[PROBLEM REQUIREMENTS]: Apart from the pictures, print the data below exactly as given.

┌─ EXERCISE MATERIAL

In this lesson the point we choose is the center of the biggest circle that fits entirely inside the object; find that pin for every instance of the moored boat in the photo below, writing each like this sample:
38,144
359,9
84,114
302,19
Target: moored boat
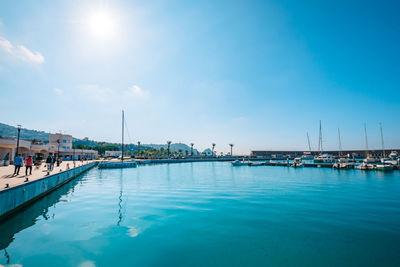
117,164
365,166
297,163
240,163
384,167
324,157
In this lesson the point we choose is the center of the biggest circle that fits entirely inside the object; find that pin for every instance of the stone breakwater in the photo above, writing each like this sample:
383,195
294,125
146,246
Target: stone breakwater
15,198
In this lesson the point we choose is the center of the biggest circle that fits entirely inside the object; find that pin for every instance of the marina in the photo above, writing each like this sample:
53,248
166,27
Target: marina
183,214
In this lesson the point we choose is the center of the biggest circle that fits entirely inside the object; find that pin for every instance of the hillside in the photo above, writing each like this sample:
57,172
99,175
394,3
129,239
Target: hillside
11,131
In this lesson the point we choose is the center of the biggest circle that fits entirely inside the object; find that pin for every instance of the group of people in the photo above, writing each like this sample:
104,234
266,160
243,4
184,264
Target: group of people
50,161
19,162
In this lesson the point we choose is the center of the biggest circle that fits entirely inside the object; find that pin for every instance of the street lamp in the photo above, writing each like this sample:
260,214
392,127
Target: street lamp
58,149
19,132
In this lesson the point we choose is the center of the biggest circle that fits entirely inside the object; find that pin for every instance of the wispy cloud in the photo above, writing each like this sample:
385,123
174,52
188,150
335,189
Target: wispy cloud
20,52
136,91
58,91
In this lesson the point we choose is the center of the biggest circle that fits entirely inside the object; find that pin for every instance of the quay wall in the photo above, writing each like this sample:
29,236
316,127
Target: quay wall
156,161
15,198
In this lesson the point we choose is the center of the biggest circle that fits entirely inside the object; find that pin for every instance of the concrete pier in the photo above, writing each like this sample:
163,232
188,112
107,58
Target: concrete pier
18,196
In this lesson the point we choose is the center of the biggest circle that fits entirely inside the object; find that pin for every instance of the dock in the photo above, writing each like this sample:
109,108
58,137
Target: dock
18,191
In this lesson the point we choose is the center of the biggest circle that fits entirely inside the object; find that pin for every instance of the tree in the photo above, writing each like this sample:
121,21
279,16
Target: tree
231,145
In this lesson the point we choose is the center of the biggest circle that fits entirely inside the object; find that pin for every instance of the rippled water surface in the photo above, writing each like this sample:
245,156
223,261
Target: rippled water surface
211,214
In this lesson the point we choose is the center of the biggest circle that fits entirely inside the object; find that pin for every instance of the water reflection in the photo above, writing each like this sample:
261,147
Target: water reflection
29,215
121,182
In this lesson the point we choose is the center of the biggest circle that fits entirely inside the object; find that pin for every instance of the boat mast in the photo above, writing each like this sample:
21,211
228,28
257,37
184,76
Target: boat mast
366,140
383,144
122,156
340,143
320,149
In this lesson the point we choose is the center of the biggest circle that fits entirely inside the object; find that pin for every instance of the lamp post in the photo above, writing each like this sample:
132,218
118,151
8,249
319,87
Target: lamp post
19,132
58,148
169,146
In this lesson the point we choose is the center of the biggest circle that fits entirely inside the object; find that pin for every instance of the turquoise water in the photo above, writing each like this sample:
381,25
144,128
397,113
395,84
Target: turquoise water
211,214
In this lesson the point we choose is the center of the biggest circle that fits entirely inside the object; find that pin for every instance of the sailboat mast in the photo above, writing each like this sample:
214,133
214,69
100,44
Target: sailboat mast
383,144
320,148
122,156
366,140
308,140
340,143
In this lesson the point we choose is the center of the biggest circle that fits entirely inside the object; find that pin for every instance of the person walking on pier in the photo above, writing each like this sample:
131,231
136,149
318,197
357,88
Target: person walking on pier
17,163
28,165
49,162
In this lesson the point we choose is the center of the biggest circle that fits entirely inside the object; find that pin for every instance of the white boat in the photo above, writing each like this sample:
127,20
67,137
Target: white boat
343,163
256,164
324,157
117,164
384,167
240,163
370,160
297,163
365,166
122,163
394,155
307,156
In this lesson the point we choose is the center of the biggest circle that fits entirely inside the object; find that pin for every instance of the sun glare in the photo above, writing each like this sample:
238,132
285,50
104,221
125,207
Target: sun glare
102,24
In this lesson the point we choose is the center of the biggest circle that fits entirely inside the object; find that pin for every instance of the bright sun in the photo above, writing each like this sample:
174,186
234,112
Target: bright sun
102,24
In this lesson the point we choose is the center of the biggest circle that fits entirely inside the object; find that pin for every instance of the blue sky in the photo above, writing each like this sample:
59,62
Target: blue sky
259,74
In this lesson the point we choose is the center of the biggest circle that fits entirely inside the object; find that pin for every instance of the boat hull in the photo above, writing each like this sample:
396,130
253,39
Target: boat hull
115,165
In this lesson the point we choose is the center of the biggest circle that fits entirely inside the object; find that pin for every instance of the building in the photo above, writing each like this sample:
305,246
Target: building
62,141
60,144
270,154
114,154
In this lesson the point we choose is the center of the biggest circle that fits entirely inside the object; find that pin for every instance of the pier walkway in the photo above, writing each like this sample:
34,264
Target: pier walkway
7,177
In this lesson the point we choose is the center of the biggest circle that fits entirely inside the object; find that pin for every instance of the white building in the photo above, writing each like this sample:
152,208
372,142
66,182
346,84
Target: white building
114,154
58,143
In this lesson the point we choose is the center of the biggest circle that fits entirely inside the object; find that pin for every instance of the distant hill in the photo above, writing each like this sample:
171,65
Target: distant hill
11,131
27,134
174,147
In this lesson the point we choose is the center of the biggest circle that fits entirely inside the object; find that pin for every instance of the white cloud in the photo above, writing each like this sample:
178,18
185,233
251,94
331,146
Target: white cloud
136,91
58,91
96,93
21,52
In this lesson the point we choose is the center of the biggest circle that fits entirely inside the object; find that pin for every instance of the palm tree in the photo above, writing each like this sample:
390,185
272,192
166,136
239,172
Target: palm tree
231,149
169,146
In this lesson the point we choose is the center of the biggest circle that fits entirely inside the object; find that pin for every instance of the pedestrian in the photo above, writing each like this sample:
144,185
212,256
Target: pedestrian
28,165
17,163
49,161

└─

[THE COMPLETED TASK]:
In this lesson the point we choose is the center of the biggest circle that fits entirely inside the object; find that pin for every instance of the moored boat in the photo below, writing each like this sample:
38,144
359,9
84,114
302,19
Target: moored boat
117,164
365,166
297,163
240,163
384,167
324,157
In this lesson the point we choose is the center of the biggest circle that fits entirely inside the object; find that pin for every instance of the stone breakwater in the photo above, writing each like this sample:
383,195
294,125
146,246
Target: stone breakwater
15,198
In this lesson the point we choose is the center of the biggest circle that fits entirely inside the object; find that pin for every instance of the marina in the photo above, writing each like this sample:
53,248
166,27
Target: marina
183,214
In this lesson the point we choose is the center of the biggest circle that fits entirely inside the object; find that pin for every instance of the hillside in the photo above, writing each like this sample:
57,172
99,175
394,3
129,239
Target: hillside
11,131
In this lesson the point we choose is the center of the biggest circle that fits entirely inside the object; find that pin for every instance of the group of people in the photo above, writing each like this sample:
104,234
266,160
243,4
184,264
Target: group of people
50,161
19,162
In this lesson the point we choose is the center of the biggest circle that fits entirely inside the object; find that pin for every instance of the street lamp in the photo above, writing each like this sample:
260,214
392,127
Target: street lamp
58,149
19,132
In this lesson the point we choose is the center of the biggest circle that fits entirely inside the object; find that pin for every instance of the wispy cloud in the photo above, writing each like this sample:
385,123
174,52
188,150
335,189
Target: wispy cloud
20,52
136,91
58,91
In this lesson the point we choose is the center of the biggest circle that fits entirely inside the object; find that pin for every instance of the quay wall in the photo above, writing each like this sample:
29,236
316,127
Target: quay wall
156,161
15,198
In this lesson the point we choose is the center of the biggest circle that fits entirely inside the object; find that pin for every instance of the concrete pier in the photo above, writing each like this sample:
163,232
188,112
107,58
Target: concrete pier
18,196
In this lesson the point we choose is the center of the biggest circle that fits entirely inside the object; find that pin for every instance of the dock in the photo above, writing each like this sample:
109,108
58,137
Target: dock
18,191
In this lesson the point we choose is the center of the biggest circle that fits entirely inside the object; find that pin for every instance of the tree in the photo above, writing each like this sample:
121,21
279,16
Target: tree
231,145
In this lesson the point we choose is the center of the biggest circle that fits entirely inside the object; find that pin for every instance of the rippled water surface in the photo above, writing each like this sample:
245,156
223,261
Target: rippled water surface
211,214
In this lesson the point we choose is the center of the biggest circle that fits entirely inside the object; find that pin for every instance of the water reflection in the photo above, writing each like this sample:
261,147
Target: water reflection
29,215
121,182
In this lesson the point we choose is the center of the biggest circle that fits entirely inside the object; find that pin for every instance of the boat mast in the photo above, writing each like this sample:
21,211
228,28
257,37
184,76
Target: boat mast
366,140
383,144
122,156
340,143
320,149
In this lesson the point we choose is the center of the biggest circle that fits entirely inside the object; find that pin for every instance of the lamp post in the photo above, writing each like this sample:
132,218
118,151
8,249
319,87
Target: lamp post
19,132
58,148
169,146
In this lesson the point we choose is the center of the biggest circle that fits entirely inside the object; find that pin for every instance of the turquoise water in the photo above, writing each like this sample:
381,25
144,128
397,113
395,84
Target: turquoise water
211,214
In this lesson the point we choose is the center of the biggest circle that fits entirely inside the object; find that pin for every instance of the sailboat mast in the photo above, writing each like this sample:
214,133
214,69
100,44
Target: sailboat mast
383,144
320,148
122,156
366,140
308,140
340,143
In this lesson the point we choose is the center of the biggest circle that fits entirely inside the object; find that pin for every instance of the person walking on pier in the photo above, writing each like this sample:
131,231
136,149
318,197
357,88
Target: person walking on pier
17,163
28,165
49,162
In this lesson the point we choose is the center of the biggest circle that fits entirely inside the object; find that pin for every instance of the white boat in the photo above, writing each like this sample:
127,20
67,137
Target: white boat
343,163
256,164
324,157
117,164
384,167
240,163
370,160
297,163
365,166
122,163
394,155
307,156
In this lesson the point we choose is the center of the biggest circle that fits entirely inside the object; find that pin for every instance of the sun glare in the photo above, writing each like this sample:
238,132
285,50
104,221
125,207
Target: sun glare
102,24
In this lesson the point we choose is the center of the biggest circle that fits entirely inside the object; find that pin for every instance of the bright sun in the photo above, writing each like this sample:
174,186
234,112
Target: bright sun
102,24
In this lesson the point we choose is the center of the biggest circle that fits entirely inside the object; find that pin for every instance of the blue sky in the photo above, writing each like this sample:
59,62
Target: blue sky
259,74
In this lesson the point we choose is the center of the biggest circle that fits entirely inside the object; find that pin for every instance of the boat hull in the photo above, writing each like this sample:
396,130
253,39
Target: boat hull
115,165
In this lesson the point we choose is the center of the biggest circle that fits entirely inside the object; find that pin for every instance of the building in the photo above, writing each like this sample:
305,246
Target: building
62,141
60,144
270,154
114,154
In this lesson the point we choose is the center of the biggest circle that fits entirely inside the object; find that pin for every instance of the pier walkway in the photo above, writing each like this sample:
34,264
Target: pier walkway
7,177
In this lesson the point we choose is the center of the biggest circle that fits entirely inside the object; find that pin for every instance of the white building in the photo above, writing each like this sample:
152,208
372,142
66,182
346,84
Target: white building
114,154
58,143
In this lesson the point we choose is the center of the biggest circle that fits entirely inside the object; find that pin for every instance of the distant hill in the photo above, writing each like this sample:
171,65
Target: distant hill
11,131
27,134
174,147
In this lesson the point we choose is the center of the biggest circle that fits entirely inside the object; find that pin for every instance of the white cloud in the photo above, writing each like this sample:
178,18
185,233
251,94
331,146
Target: white cloud
136,91
58,91
96,93
21,52
In this lesson the point we choose is the center of the biggest circle that fits entirely inside the object; find that pin for every instance of the palm tree in the photo above, writing each like this sample:
390,185
272,192
166,136
239,172
Target: palm tree
231,149
169,146
In this lesson the point we choose is the center of the biggest circle that fits entirely inside the object; find that pin for every instance of the pedestrian in the photo above, writing each like this sample:
144,185
212,256
Target: pedestrian
28,165
17,163
49,161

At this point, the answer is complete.